Extracted entries
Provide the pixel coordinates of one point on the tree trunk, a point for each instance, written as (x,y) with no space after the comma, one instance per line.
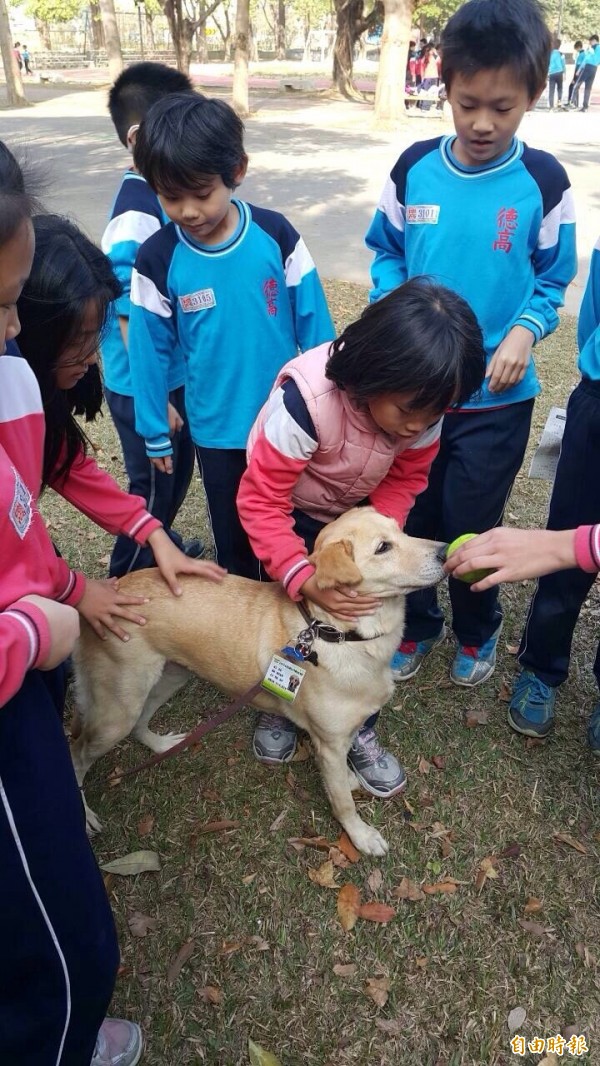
(97,28)
(240,97)
(280,30)
(391,77)
(112,38)
(150,31)
(15,95)
(351,21)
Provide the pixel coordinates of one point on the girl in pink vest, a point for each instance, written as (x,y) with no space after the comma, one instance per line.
(352,422)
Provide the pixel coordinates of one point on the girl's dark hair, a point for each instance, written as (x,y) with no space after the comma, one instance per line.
(421,338)
(489,34)
(18,197)
(138,87)
(68,273)
(185,136)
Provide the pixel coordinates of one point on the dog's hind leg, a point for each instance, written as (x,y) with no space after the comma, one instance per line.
(173,678)
(331,758)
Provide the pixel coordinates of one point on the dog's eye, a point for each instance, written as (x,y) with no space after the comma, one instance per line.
(383,547)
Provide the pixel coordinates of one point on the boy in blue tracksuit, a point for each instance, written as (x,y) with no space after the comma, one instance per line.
(485,214)
(135,215)
(556,69)
(231,284)
(546,644)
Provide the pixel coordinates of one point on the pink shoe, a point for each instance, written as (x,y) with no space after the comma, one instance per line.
(119,1043)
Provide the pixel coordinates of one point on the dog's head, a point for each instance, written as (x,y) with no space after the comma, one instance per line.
(365,549)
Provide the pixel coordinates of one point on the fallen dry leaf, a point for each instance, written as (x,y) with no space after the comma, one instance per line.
(210,995)
(473,719)
(441,886)
(132,863)
(219,826)
(536,929)
(259,1056)
(184,953)
(324,875)
(378,989)
(393,1027)
(345,845)
(487,870)
(141,924)
(145,825)
(376,913)
(408,890)
(565,838)
(504,693)
(516,1018)
(584,954)
(533,906)
(278,821)
(349,905)
(375,881)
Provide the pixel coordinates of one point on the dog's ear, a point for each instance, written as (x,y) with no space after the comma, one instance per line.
(335,565)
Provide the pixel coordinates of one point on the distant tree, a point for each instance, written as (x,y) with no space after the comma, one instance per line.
(240,96)
(391,76)
(353,18)
(184,19)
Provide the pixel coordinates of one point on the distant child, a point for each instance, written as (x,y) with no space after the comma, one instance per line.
(135,215)
(572,99)
(352,422)
(482,212)
(27,60)
(556,70)
(232,284)
(60,951)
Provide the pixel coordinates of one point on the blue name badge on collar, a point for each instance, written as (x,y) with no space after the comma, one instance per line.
(284,678)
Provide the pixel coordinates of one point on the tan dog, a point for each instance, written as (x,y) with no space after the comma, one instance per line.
(228,632)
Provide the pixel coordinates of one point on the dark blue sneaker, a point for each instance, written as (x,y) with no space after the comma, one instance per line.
(473,665)
(532,706)
(594,730)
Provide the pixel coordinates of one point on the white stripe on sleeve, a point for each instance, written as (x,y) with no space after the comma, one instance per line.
(390,206)
(298,263)
(284,433)
(145,294)
(129,226)
(564,212)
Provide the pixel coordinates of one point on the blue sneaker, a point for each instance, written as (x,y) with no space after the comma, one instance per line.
(406,662)
(594,730)
(472,665)
(532,707)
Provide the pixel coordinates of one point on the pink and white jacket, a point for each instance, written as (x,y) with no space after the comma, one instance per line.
(313,449)
(29,563)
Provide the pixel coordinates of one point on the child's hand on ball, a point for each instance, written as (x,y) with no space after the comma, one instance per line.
(458,567)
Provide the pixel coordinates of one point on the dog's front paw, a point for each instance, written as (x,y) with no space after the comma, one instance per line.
(369,840)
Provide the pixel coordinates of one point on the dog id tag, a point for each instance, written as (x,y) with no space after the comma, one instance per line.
(284,678)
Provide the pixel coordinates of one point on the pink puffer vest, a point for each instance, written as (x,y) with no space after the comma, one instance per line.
(354,454)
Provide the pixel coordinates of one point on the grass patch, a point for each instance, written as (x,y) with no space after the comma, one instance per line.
(269,938)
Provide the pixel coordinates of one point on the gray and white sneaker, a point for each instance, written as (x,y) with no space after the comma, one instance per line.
(275,739)
(118,1043)
(378,771)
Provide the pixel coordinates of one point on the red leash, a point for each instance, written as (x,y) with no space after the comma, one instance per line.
(196,733)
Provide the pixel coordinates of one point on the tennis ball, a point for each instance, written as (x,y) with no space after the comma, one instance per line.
(471,576)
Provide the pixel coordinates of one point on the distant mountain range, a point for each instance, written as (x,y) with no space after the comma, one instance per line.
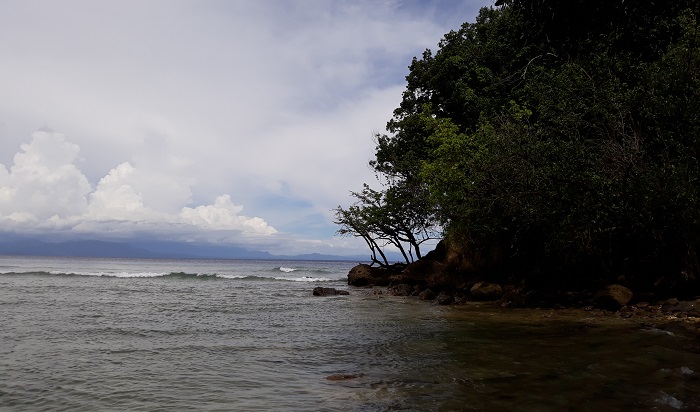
(152,249)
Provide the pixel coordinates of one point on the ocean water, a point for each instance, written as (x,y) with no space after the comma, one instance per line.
(85,334)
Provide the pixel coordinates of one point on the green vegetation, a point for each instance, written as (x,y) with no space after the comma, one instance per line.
(564,134)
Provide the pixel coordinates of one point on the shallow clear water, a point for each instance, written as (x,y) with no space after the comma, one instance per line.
(117,334)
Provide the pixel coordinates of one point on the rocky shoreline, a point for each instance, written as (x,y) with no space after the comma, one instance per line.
(611,302)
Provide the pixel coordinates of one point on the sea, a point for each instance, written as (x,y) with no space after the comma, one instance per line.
(90,334)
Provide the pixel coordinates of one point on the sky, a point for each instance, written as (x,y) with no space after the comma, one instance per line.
(240,122)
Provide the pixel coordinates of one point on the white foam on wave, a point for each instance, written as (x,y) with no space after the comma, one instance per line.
(672,401)
(305,279)
(114,274)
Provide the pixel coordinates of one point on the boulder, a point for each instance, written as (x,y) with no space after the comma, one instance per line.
(366,275)
(321,291)
(445,299)
(426,295)
(485,291)
(612,297)
(360,275)
(400,290)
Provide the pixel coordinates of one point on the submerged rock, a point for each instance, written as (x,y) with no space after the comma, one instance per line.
(366,275)
(321,291)
(484,291)
(445,299)
(341,377)
(426,295)
(400,290)
(612,297)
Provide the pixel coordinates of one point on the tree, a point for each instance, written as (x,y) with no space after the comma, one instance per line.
(390,217)
(572,146)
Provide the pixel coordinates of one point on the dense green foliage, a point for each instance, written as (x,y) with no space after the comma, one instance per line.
(565,133)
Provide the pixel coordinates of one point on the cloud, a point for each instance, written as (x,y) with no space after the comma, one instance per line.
(175,105)
(43,181)
(44,189)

Your task
Make an exact copy of the listing above. Do not include the pictures.

Output below
Provide the pixel coordinates of one point on the tree trunk, a point for each instance, written as (x,y) with no space after the comma, one instance per line.
(97,28)
(240,97)
(280,30)
(391,77)
(112,38)
(150,31)
(15,95)
(351,21)
Provide the pixel coordinates of one point on the girl in pink vest, a point for each instance, written as (x,y) with no space after the comma, one instance per line.
(352,422)
Provide the pixel coordinates of one point on the girl's dark hair, a point for each instance, written as (x,y) with no space after the comma, one instance per line.
(421,338)
(489,34)
(18,197)
(138,87)
(68,273)
(185,136)
Provide the pixel coordinates of one point on the dog's hind leg, a point for each instance, written as (x,y) with no space after the comma, one instance per line.
(173,678)
(331,758)
Provide the pixel coordinates of one point on the dog's eye, a point for each instance, written as (x,y) with no space after the comma, one instance per line.
(383,547)
Provide the pixel coordinates of one point on the boy in blue tracksuit, a point for each instance, written as (x,y) with no space after the comma, one instance per line.
(485,214)
(135,215)
(556,69)
(231,284)
(546,644)
Provide the pixel coordinates of one point on the pink shoe, a point for each instance, written as (x,y) with no space after the comma, one instance per line.
(119,1043)
Provide the pixel coordinates of one point on the dog's head, a point for each instance, written as (x,y) with no space after the comma, one instance per line.
(365,549)
Provide the pixel coordinates of one point on the fallen dry leaf, a point for each instance, written as (x,y) with no space after the comma, one instance per line.
(210,995)
(473,719)
(441,886)
(132,863)
(219,826)
(536,929)
(259,1056)
(184,953)
(324,875)
(378,989)
(393,1027)
(345,845)
(487,870)
(141,924)
(145,825)
(376,913)
(408,890)
(565,838)
(504,693)
(516,1018)
(584,954)
(533,906)
(278,821)
(349,905)
(375,881)
Provide the pixel coordinates of one point on the dog's ear, a point for each instance, written as (x,y) with no space after the comma, one instance per line.
(335,565)
Provide the pixel coordinates of one point on the distant tree, a point for each instance, written as (x,y) with no space after the comma, one instance per line.
(240,96)
(391,76)
(353,18)
(184,19)
Provide the pixel coordinates of one point on the distant child, a point for each instance, written as (x,y) with no space after the comma, one instance per line.
(135,215)
(572,99)
(352,422)
(482,212)
(27,60)
(556,70)
(232,284)
(60,951)
Provide the pixel coordinates of one point on the blue name badge on collar, a point for each instance, written as (x,y) with no space after the comma, one instance per line.
(284,678)
Provide the pixel coordinates of one point on the tan dog, a point for each instance, written as (x,y) with no space after the comma, one instance per line.
(228,632)
Provide the pixel coordinates of one point on the dark blue sneaker, a point for each instance, written as (x,y) with no space after the comma, one instance per line.
(473,665)
(532,706)
(594,730)
Provide the pixel coordinates of one point on the white stripe on sleeve, a point for each instance, written as (x,y) with no space after the comma, one instance per line.
(390,206)
(298,263)
(284,433)
(145,294)
(129,226)
(564,212)
Provide the pixel coordinates of one point on the blue sneaker, a point for each instance, written as (x,y) with no space after the comma, one instance per line.
(406,662)
(594,730)
(472,665)
(532,707)
Provide the pixel coordinates of one point on the pink and white jacket, a point for each instance, written as (x,y) with no space after the comma, one instance per line.
(313,449)
(29,563)
Provide the pixel coordinates of one point on the child's hand on ball, a point for each instance, written as (x,y) with no space after the comma, one instance per line.
(458,567)
Provide the pixel coordinates of one point on the dog's front paw, a point for each instance, written as (x,y) with no space after the comma, one instance per line.
(369,840)
Provide the pixel coordinates of one point on the dog id tag, a point for each instance, written as (x,y) with no space after the comma, one instance per line.
(284,678)
Provide the pixel coordinates of one point on the pink puffer vest, a point for each instance, written as (x,y) with no space after the comma, one instance per line.
(354,454)
Provide the pixel coordinates of one point on the grass patch, a point for each instance, written as (x,y) with no space after the comma, one instance per line.
(269,938)
Provide the pixel coordinates of one point on the gray and white sneaker, a point for each instance, written as (x,y) with no space after the comma, one instance per line.
(275,739)
(118,1043)
(378,771)
Provide the pixel coordinates of one point on the red leash, a point for each instance, written as (x,y) with no space after the comma, one instance per line.
(196,733)
Provide the pixel coordinates of one point on the tennis ball, a point for each instance, written as (x,y) with no space after the comma, one instance per line.
(471,576)
Provide the pixel coordinates of one point on the distant mountain range, a point for each instance, written as (x,y) with no space after the comma, one instance per line.
(152,249)
Provide the pixel coordinates of one point on the ocean water, a point for each instance, written as (x,y) with no space after the comma, one instance per line.
(85,334)
Provide the pixel coordinates of one point on the green vegetation, a point for each instance, written as (x,y) with no space after the comma, one instance per line.
(564,134)
Provide the pixel coordinates of one point on the shallow clear water, a point for each instance, written as (x,y) with no space after the comma, one instance per line.
(117,334)
Provide the pixel coordinates of one point on the rocky shoreline, a point for each instance, written as (x,y) with no space after the comma, one instance per line.
(611,302)
Provide the pixel coordinates of one point on the sea, a point for each instance, written as (x,y) with no space after the comma, one instance per line.
(90,334)
Provide the pixel coordinates of one point on the sky, a point for each instance, written as (x,y) with no space after the comma, one instance per line.
(240,122)
Provide the pixel coordinates of one point on the white foam on wave, a point for each instance, written as (x,y) with no space after the comma, one instance per line.
(672,401)
(305,279)
(114,274)
Provide the pixel coordinates of one point on the boulder, a point for each instance, written as (x,y) with no space after the comma, one instance per line.
(366,275)
(321,291)
(445,299)
(426,295)
(485,291)
(612,297)
(360,275)
(400,290)
Provide the pixel coordinates of one point on the submerged rock, a point for each instance, written as (x,y) with no space after the comma, one instance per line.
(366,275)
(321,291)
(484,291)
(445,299)
(341,377)
(426,295)
(400,290)
(612,297)
Provide the pixel coordinates of one point on the tree, a point for each instance, written as (x,y) with no space after the comma, one instance per line.
(390,217)
(572,146)
Provide the pixel coordinates of one point on the dense green foliage, a point for each instance, written as (x,y) with no space after the comma, one instance per line.
(565,133)
Provide the pixel coordinates of one point on the cloud, a point for each instance, written as (x,y) with no space after the comma, one instance per line.
(175,105)
(43,181)
(44,189)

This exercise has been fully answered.